■ **ЗАДАНИЯ**:
[a] Выпишите все фрагменты, взятые в кавычки-ёлочки, из абзаца фрагмента о Плеханове и народовольцах, который начинается словами «Но, убедившись».
[b] Продолжите фрагмент о критике народовольчества Плехановым, начав сразу после его последнего предложения.

··· ФРАГМЕНТ ТЕКСТА

Но, убедившись, что «современный русский крестьянин не то, что крестьянин эпохи крупных народных движений», народовольцам пришлось окончательно проститься «с мыслью о крестьянской революции»… Тогда явилась мысль «о захвате власти»…

«Изменяя в этом духе свою программу, народники становились народовольцами , не переставая, однако, быть народниками, сохраняя все основные черты своего миросозерцания. Однако и захват власти скоро оказался совершенно фантастическим делом, и революционеры-народники остались решительно уже без всякой, сколько-нибудь цельной и последовательной, программы».

Таково было положение в лагере революции, когда Плеханов начал свою борьбу.

Такова та сумма идей, против которой объявил борьбу Плеханов, так обстояло дело с вопросом об отношении политической борьбы к социализму, когда Плеханов, вооруженный Марксовым методом, принялся за его решение.

 

б.

Условия успешного ведения борьбы за социализм; формы организации политической борьбы пролетариата

 

1.

Критика Плеханова была тем безжалостней, что она первоначально носила характер товарищеской критики – его суровые и логические речи при этом приобретают еще бóльшую убедительность, а его критические замечания становятся особенно разящими.

Вся та сумма идей, которую мы изложили, как выше было отмечено, вошла в учение народовольчества в самом диком и своеобразном сочетании; бакунистское учение о самобытном российском коммунизме, о своеобразии путей развития России – мирно уживалось с ткачевским заговором меньшинства.

Заговор с целью захвата власти все более и более становился центром внимания народовольцев. Тактика заговора, по учению того же Ткачева, представляет собой то последнее средство, которое способно спасти русский самобытный коммунизм от уничтожения огнем экономического прогресса.

«Каждый день приносит нам новых врагов, – говорил П.Н. Ткачев, – создает новые враждебные нам общественные факторы. Огонь подбирается и к нашим государственным формам. Теперь они мертвы, безжизненны. Экономический прогресс пробудит в них жизнь, вдохнет в них новый дух, даст им силу и крепость, которых пока еще в них нет» [цит. по: П: II, 37].

······
··· ИСХОДНЫЕ ЗАПИСИ

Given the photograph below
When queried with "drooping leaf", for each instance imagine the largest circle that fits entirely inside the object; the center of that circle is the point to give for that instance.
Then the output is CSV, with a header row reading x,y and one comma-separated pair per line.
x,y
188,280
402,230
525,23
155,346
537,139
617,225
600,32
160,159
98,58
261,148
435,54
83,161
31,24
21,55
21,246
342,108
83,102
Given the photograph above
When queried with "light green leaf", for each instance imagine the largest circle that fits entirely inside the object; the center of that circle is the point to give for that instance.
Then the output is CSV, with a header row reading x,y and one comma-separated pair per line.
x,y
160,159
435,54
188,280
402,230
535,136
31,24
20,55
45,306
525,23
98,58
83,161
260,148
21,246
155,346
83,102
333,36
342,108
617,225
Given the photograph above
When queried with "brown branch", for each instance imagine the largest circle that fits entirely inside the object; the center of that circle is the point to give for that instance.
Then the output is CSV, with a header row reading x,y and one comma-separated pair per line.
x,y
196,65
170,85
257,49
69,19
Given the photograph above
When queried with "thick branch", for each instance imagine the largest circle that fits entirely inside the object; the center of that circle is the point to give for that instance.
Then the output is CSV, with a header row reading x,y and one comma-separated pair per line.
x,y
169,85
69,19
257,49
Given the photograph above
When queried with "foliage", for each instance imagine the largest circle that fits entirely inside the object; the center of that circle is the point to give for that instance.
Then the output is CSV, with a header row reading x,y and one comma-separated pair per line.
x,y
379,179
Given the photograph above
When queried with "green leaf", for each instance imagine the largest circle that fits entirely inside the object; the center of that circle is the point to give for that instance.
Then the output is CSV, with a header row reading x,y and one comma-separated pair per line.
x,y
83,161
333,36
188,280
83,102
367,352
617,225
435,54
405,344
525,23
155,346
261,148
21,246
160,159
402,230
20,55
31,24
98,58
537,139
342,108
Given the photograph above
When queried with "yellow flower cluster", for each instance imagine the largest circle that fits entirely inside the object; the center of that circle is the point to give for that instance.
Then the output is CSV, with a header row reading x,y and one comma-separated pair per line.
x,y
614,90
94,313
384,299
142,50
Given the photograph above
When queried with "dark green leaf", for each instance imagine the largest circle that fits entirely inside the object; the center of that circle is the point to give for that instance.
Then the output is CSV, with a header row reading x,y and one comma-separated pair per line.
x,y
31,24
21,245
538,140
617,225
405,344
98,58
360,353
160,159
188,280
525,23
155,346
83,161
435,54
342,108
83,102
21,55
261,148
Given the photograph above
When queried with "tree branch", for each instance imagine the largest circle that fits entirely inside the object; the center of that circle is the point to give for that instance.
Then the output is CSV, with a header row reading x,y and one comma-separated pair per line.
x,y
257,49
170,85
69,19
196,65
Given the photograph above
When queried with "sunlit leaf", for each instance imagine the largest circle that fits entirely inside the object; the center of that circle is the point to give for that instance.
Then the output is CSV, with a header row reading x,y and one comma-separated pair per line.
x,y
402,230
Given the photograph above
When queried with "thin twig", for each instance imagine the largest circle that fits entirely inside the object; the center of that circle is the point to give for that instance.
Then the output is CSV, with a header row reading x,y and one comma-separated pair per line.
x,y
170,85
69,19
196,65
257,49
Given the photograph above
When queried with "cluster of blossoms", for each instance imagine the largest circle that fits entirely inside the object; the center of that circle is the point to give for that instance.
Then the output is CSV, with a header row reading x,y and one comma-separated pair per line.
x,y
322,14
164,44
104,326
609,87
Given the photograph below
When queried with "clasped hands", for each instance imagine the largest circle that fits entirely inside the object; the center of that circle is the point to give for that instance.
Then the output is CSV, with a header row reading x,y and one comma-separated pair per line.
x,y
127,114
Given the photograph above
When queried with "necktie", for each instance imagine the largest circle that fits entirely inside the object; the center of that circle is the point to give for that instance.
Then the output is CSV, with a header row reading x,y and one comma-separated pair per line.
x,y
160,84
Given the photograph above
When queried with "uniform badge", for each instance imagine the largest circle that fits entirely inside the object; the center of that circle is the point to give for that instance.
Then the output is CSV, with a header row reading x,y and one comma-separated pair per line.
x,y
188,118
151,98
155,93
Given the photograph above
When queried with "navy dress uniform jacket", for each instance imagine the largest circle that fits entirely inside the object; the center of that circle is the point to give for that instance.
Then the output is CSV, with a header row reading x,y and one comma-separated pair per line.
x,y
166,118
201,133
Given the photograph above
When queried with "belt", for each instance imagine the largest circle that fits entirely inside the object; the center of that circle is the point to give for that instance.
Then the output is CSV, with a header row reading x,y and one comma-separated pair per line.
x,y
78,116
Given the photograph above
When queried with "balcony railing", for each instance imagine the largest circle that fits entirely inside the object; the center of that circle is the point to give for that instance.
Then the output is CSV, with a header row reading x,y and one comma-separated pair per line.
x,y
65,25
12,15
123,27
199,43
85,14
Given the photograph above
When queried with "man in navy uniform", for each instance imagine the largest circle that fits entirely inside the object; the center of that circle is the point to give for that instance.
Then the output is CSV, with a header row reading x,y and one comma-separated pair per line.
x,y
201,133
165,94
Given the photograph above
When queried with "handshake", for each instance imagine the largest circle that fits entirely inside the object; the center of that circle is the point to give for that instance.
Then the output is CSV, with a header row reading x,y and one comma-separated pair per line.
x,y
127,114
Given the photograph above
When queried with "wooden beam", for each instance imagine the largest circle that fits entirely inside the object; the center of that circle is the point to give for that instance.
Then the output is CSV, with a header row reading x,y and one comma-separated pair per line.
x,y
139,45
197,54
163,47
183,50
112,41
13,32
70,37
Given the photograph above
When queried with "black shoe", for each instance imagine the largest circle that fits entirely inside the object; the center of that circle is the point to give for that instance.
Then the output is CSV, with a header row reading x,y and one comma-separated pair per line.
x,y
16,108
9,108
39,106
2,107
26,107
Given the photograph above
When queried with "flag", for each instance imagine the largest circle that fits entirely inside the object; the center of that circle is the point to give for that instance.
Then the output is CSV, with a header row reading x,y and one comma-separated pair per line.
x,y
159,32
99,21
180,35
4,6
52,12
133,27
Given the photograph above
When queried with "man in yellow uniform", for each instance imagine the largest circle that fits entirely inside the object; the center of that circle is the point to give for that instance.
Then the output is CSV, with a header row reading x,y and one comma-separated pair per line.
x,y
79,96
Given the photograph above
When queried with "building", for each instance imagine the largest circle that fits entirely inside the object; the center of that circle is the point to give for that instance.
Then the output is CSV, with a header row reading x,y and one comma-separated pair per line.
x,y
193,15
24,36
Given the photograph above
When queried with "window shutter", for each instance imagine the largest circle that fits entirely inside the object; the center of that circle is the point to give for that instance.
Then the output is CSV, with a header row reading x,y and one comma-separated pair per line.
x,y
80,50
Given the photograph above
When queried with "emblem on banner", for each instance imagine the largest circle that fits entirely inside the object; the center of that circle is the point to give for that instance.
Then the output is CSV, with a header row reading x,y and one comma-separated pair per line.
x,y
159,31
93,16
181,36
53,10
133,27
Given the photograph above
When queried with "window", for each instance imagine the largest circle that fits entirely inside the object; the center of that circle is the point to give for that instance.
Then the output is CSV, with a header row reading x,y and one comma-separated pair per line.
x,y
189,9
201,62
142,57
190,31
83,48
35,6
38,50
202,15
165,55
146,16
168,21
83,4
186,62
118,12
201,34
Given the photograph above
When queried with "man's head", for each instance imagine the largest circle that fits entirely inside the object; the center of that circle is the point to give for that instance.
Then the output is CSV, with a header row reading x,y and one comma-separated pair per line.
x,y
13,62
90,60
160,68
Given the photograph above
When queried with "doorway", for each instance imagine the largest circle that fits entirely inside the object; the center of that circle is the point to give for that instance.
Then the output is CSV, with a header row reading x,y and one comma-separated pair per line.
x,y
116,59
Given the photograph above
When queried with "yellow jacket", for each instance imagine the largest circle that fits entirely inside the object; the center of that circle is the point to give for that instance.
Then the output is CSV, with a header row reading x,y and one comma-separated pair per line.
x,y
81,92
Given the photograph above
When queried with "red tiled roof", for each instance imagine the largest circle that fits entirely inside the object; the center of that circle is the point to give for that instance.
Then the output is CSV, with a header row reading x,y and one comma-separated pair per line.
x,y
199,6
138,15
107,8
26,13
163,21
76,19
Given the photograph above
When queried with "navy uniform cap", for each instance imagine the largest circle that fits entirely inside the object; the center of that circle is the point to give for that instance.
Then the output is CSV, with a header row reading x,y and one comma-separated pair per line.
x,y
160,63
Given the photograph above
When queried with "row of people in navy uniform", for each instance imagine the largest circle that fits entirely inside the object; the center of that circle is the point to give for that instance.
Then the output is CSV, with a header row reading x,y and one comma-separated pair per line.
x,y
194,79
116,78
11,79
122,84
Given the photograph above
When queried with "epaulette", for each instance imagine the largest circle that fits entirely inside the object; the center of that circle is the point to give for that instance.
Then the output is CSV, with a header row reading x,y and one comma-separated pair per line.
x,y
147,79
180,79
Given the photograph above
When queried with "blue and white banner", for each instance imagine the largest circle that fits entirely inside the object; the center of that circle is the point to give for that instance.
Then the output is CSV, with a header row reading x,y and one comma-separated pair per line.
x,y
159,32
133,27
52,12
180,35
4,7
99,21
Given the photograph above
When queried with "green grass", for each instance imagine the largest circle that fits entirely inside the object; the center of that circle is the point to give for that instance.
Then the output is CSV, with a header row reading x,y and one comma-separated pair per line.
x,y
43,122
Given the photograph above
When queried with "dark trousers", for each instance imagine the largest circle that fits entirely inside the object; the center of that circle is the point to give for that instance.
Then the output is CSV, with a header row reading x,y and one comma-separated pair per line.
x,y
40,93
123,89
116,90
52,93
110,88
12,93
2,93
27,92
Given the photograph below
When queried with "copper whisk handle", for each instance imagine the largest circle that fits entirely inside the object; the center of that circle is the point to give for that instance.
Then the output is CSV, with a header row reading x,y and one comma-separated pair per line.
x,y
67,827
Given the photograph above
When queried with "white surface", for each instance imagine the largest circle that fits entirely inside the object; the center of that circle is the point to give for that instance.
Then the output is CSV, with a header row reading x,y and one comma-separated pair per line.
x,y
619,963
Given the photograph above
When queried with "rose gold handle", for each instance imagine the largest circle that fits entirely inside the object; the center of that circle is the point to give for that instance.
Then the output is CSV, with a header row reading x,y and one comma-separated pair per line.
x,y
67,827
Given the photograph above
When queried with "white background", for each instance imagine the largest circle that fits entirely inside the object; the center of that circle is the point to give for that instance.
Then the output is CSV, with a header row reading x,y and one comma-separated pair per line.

······

■ **ОТВЕТЫ К ЗАДАНИЯМ**:
[a]
1. «современный русский крестьянин не то, что крестьянин эпохи крупных народных движений»
2. «с мыслью о крестьянской революции»
3. «о захвате власти»

[b]
Следовательно, малейшая неосторожность заговорщиков, малейшая неудача, которая отклонит удар заговорщика от намеченной цели, – и судьба коммунизма в России померкнет, упрочится либеральное правительство, с которым будет труднее бороться, чем с самодержавием, современным «абсолютно-нелепым» и «нелепо-абсолютным» строем; огонь экономического прогресса сожжет последние остатки коммунизма в народе.

«Под его влиянием разовьется обмен, упрочится капитализм, уничтожится самый принцип общины, – словом, река времен унесет тот камень, с которого рукой подать до коммунистического неба» [П: II, 37].

Такая исключительно узкая и пессимистическая была у народовольцев философия русской истории, а

«такая узкая и безнадежная философия русской истории должна была логически вести к тому поразительному выводу, что экономическая отсталость России является надежнейшим союзником революции, а застой должен красоваться в качестве первого и единственного параграфа нашей „программы-минимум“» [П: II, 37].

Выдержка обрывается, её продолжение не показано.